DATA TO USE below:

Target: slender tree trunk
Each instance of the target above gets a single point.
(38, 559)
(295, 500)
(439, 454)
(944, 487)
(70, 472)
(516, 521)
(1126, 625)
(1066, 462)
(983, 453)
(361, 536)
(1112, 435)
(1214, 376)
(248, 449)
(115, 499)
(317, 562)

End of DATA TO USE.
DATA TO USE below:

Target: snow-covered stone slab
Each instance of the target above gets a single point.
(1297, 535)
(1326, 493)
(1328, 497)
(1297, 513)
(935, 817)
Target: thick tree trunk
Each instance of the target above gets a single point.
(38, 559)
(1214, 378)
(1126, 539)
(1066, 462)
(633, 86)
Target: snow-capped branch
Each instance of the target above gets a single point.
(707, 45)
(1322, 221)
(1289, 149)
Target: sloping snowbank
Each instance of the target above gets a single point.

End of DATA TO USE.
DATA TO USE below:

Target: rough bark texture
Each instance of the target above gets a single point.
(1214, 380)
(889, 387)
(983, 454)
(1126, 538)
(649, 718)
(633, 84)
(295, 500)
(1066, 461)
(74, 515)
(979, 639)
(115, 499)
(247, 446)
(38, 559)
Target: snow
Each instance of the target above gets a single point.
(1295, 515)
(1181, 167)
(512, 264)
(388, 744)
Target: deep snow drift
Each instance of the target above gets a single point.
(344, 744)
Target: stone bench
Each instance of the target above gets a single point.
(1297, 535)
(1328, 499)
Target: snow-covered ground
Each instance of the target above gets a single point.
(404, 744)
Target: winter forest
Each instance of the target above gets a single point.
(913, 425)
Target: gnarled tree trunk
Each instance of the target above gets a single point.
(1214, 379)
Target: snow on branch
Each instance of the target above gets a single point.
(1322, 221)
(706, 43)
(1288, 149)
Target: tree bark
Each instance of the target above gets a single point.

End of DATA TO USE.

TASK INSTRUCTIONS -
Every line above that contains the word "branch" should be reported.

RESPONSE BELOW -
Target: snow-capped branch
Target: snow on branch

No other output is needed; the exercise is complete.